◆ Exercise description:
Taking the line with "[pin] white building wall -- one per line" as the start, reproduce every line until the records end, exactly and with nothing added.

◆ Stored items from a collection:
────────────────────

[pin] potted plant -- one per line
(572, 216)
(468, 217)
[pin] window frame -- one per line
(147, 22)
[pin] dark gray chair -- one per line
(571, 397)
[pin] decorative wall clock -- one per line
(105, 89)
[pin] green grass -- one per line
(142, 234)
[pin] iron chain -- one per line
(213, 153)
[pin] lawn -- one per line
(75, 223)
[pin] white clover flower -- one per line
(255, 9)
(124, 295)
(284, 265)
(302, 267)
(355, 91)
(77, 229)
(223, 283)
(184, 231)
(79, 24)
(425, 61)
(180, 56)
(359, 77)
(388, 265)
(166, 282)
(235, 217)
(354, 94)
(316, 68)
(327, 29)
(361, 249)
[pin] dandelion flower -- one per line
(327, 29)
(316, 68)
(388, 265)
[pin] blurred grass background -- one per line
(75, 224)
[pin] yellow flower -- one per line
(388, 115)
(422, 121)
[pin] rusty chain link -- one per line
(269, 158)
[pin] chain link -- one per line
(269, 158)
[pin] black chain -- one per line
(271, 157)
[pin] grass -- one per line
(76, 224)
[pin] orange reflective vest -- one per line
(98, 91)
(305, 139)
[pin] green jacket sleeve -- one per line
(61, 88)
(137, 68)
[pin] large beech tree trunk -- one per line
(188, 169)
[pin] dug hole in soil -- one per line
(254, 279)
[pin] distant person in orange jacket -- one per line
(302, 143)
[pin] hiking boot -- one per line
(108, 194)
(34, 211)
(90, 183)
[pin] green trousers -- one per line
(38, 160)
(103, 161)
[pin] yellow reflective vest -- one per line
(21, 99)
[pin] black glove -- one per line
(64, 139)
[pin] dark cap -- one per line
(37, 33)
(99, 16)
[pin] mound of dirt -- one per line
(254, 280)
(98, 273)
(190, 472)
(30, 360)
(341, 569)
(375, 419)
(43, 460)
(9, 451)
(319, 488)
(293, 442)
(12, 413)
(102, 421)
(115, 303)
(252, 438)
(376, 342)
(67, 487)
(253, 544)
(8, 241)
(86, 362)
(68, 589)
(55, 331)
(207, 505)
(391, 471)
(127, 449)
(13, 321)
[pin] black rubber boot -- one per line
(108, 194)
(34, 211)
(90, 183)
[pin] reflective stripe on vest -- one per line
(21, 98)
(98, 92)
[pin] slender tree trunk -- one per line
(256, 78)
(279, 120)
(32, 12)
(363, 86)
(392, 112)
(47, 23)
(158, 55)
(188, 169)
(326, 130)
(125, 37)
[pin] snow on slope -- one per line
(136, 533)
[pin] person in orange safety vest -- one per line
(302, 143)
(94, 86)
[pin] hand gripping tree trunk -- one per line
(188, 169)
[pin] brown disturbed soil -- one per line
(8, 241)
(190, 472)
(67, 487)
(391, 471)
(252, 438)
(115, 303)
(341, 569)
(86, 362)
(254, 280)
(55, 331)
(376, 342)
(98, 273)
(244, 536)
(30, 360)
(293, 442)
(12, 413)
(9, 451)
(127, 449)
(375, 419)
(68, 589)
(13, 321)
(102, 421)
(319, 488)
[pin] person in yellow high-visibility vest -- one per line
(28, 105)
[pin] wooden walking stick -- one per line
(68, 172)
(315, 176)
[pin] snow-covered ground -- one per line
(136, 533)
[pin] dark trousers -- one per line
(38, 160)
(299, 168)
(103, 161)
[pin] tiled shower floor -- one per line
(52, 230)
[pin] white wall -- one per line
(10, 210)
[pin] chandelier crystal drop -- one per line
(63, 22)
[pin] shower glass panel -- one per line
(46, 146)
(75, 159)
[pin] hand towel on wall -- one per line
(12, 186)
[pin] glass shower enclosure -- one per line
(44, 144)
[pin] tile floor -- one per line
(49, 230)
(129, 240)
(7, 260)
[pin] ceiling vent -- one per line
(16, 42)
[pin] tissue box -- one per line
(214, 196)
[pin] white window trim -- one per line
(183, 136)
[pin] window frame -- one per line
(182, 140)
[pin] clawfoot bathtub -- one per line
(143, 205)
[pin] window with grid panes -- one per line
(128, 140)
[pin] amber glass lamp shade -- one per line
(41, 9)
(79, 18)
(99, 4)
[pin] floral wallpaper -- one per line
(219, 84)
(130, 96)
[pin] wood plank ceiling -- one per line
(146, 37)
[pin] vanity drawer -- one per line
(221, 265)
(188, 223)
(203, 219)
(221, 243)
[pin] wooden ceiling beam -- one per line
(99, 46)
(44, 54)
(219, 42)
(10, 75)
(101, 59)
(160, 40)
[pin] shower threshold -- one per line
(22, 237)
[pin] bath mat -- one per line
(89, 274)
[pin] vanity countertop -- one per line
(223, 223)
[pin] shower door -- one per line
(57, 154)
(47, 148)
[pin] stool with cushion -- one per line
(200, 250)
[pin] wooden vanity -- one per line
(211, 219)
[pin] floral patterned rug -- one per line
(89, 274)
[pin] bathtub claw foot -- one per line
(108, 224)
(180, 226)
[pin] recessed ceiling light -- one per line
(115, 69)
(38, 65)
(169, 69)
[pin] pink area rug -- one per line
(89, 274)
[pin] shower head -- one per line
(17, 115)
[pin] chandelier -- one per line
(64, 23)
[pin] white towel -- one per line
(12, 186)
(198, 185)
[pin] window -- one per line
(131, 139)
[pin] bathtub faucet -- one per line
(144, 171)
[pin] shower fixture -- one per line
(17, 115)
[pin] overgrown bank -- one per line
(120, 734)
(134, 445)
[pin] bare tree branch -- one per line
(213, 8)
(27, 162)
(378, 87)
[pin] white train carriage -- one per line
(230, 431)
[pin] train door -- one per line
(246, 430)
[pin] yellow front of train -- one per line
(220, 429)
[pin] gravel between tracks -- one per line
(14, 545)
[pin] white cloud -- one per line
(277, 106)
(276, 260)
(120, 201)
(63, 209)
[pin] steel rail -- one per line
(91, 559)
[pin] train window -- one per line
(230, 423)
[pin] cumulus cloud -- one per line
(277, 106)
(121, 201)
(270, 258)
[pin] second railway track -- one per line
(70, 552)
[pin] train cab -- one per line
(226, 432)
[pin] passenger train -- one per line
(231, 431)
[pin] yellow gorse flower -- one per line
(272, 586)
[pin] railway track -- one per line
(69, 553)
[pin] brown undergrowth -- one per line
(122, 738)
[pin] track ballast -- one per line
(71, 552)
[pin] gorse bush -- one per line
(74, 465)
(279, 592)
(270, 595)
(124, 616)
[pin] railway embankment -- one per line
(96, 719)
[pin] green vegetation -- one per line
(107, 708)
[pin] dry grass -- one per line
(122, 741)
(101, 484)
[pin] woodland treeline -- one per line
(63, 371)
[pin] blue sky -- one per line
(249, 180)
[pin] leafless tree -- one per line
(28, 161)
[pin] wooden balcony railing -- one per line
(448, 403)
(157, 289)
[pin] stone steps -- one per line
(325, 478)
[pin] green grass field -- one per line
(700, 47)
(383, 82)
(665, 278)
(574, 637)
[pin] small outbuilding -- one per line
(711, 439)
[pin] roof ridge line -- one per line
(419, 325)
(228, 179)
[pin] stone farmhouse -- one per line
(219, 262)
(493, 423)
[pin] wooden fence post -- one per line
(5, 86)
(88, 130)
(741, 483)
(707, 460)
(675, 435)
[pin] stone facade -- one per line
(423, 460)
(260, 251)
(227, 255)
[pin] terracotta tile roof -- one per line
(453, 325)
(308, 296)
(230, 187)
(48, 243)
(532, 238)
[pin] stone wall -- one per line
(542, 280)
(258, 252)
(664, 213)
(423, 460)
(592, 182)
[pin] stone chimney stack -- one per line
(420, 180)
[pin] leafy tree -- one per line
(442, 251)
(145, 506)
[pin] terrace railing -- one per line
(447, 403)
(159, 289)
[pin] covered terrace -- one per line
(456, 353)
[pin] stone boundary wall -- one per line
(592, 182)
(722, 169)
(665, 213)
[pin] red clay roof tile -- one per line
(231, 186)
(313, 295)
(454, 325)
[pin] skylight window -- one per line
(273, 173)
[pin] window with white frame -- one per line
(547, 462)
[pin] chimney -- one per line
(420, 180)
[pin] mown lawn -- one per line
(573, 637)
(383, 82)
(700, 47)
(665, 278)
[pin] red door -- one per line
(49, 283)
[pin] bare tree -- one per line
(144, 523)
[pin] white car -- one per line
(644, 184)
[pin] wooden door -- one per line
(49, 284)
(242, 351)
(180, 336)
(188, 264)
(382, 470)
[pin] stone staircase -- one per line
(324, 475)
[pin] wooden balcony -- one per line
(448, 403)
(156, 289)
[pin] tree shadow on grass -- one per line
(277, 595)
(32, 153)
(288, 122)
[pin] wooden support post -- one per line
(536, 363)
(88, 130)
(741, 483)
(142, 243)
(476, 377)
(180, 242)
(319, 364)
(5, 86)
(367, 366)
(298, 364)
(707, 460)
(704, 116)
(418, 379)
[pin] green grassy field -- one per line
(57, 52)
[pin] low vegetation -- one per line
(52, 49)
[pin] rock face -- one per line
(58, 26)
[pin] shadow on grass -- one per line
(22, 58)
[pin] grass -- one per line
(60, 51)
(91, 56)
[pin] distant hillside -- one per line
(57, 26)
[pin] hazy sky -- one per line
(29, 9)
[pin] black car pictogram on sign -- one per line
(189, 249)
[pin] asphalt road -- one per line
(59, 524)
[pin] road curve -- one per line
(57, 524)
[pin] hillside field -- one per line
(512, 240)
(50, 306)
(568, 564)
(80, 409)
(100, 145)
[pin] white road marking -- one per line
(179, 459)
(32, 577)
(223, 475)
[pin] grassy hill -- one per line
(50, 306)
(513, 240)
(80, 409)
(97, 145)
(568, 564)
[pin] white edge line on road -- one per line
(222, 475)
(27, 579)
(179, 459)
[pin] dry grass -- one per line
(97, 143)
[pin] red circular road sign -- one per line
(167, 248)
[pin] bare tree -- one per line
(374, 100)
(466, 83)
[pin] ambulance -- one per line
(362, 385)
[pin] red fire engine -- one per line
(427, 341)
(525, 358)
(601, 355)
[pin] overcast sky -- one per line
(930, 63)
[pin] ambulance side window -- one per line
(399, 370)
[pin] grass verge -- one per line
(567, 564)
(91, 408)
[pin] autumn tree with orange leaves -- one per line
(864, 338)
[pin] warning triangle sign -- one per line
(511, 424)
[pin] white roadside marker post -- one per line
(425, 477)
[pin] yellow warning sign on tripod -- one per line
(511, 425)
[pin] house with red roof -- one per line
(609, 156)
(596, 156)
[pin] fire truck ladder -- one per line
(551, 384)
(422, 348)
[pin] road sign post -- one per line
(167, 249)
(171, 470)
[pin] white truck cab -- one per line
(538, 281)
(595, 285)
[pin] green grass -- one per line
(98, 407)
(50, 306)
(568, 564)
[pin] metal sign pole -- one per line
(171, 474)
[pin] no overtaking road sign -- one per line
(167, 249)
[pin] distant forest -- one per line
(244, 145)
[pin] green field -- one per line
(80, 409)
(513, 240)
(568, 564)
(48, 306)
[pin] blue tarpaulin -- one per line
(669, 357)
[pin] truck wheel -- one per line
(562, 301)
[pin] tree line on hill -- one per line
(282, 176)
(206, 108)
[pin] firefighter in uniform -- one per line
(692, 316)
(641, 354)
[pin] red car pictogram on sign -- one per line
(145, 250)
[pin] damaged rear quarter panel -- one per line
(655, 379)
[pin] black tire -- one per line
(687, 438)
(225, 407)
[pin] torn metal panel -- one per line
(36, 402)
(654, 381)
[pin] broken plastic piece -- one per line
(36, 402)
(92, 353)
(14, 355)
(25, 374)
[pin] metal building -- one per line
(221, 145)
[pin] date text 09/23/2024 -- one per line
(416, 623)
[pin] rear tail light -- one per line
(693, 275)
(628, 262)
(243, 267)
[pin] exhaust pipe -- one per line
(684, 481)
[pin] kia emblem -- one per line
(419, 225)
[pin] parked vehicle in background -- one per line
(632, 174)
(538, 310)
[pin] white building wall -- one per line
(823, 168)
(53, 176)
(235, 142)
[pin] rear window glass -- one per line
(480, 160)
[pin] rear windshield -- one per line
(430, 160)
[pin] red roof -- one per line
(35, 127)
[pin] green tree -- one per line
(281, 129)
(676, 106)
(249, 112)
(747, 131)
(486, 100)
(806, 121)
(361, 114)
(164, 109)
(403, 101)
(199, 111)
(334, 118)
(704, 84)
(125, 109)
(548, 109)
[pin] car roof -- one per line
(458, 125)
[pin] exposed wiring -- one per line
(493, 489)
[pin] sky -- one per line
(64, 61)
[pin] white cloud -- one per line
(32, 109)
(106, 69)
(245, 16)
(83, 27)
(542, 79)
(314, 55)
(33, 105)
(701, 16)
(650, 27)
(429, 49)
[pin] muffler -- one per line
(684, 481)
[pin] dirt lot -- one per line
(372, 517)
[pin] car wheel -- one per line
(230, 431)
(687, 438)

────────────────────

◆ Exercise solution:
[pin] white building wall -- one per line
(823, 168)
(53, 176)
(235, 142)
[pin] rear window glass -- one per line
(480, 160)
[pin] rear windshield -- one per line
(430, 160)
[pin] red roof -- one per line
(35, 127)
[pin] green tree -- one per line
(281, 129)
(676, 106)
(249, 112)
(747, 131)
(486, 100)
(806, 121)
(361, 114)
(164, 109)
(403, 101)
(199, 111)
(334, 118)
(704, 84)
(125, 109)
(548, 109)
[pin] car roof -- one per line
(458, 125)
[pin] exposed wiring -- one per line
(493, 489)
[pin] sky -- one per line
(64, 61)
[pin] white cloud -- one per line
(32, 109)
(106, 69)
(245, 16)
(83, 27)
(542, 79)
(314, 55)
(33, 105)
(701, 16)
(650, 27)
(429, 49)
[pin] muffler -- one per line
(684, 481)
[pin] dirt lot -- one per line
(372, 517)
[pin] car wheel -- one per line
(230, 431)
(687, 438)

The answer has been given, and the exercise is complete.